■ **PROBLEM DETAILS**
Copy the records below exactly as they appear.

Records from a collection
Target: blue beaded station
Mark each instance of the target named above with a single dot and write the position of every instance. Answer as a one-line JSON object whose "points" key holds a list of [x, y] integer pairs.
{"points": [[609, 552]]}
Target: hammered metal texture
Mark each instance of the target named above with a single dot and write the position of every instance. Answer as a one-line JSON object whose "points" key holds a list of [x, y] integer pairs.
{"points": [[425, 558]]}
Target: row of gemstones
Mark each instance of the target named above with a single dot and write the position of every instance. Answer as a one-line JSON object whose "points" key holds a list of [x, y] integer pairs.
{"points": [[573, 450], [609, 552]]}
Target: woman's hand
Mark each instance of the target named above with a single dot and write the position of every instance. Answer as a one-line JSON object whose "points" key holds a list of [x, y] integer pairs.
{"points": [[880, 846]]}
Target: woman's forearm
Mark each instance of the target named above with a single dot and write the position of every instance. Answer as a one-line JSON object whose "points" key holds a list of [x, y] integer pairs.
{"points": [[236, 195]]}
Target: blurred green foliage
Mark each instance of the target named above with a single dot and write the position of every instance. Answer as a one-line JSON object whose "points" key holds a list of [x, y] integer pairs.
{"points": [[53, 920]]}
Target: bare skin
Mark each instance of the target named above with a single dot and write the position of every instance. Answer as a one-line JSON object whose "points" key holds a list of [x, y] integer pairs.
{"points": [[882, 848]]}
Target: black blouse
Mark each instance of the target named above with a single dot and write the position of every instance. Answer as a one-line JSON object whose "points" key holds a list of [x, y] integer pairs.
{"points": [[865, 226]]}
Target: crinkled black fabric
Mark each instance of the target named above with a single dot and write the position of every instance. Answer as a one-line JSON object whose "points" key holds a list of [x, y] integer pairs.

■ **EXPECTED OUTPUT**
Target: blue beaded station
Mark each instance of the target named above with a single dot and write the position of every instance. Answer as a one-line JSON object whose "points" key holds a list of [x, y] integer pairs.
{"points": [[609, 552]]}
Target: hammered metal texture
Mark each instance of the target named above with a single dot and write the position of every instance. Answer as a one-line JSON object whose "points" key holds a list of [x, y] integer pairs.
{"points": [[425, 558]]}
Target: row of gemstones
Mark each instance of the target named above with a single dot and write the position of every instance. Answer as a one-line JSON object whose "points" key holds a list of [x, y] integer pairs.
{"points": [[573, 450], [609, 552]]}
Target: woman's hand
Mark each instance of the target named above with a single dot and write the position of every instance. Answer as a one-line JSON object whose "points" key holds a list of [x, y] integer pairs.
{"points": [[880, 846]]}
Target: woman's forearm
Mark each instance of the target named above with a single dot and write the position of every instance. Answer as a one-line JSON object whose "points" key holds a list of [x, y] integer pairs.
{"points": [[236, 195]]}
Target: blurred green foliage
Mark each instance of the target named above with a single dot and write the position of every instance. Answer as a one-line JSON object whose "points" key holds a list of [x, y] integer pairs.
{"points": [[53, 920]]}
Target: bare skin
Mark each instance of the target named above with a single dot and write the position of every instance. Answer as a one-line JSON object whose "points" key holds a list of [x, y] integer pairs.
{"points": [[882, 848]]}
Target: black blouse
Mark each instance of the target named above with a single dot and write the position of every instance. Answer as a one-line JSON object whose "points" key holds a list of [x, y] integer pairs.
{"points": [[865, 226]]}
Target: crinkled black fabric
Mark each instance of the target named above with a single dot and write the position of every instance. Answer as a one-line JSON object whose "points" key holds a list of [x, y] integer pairs.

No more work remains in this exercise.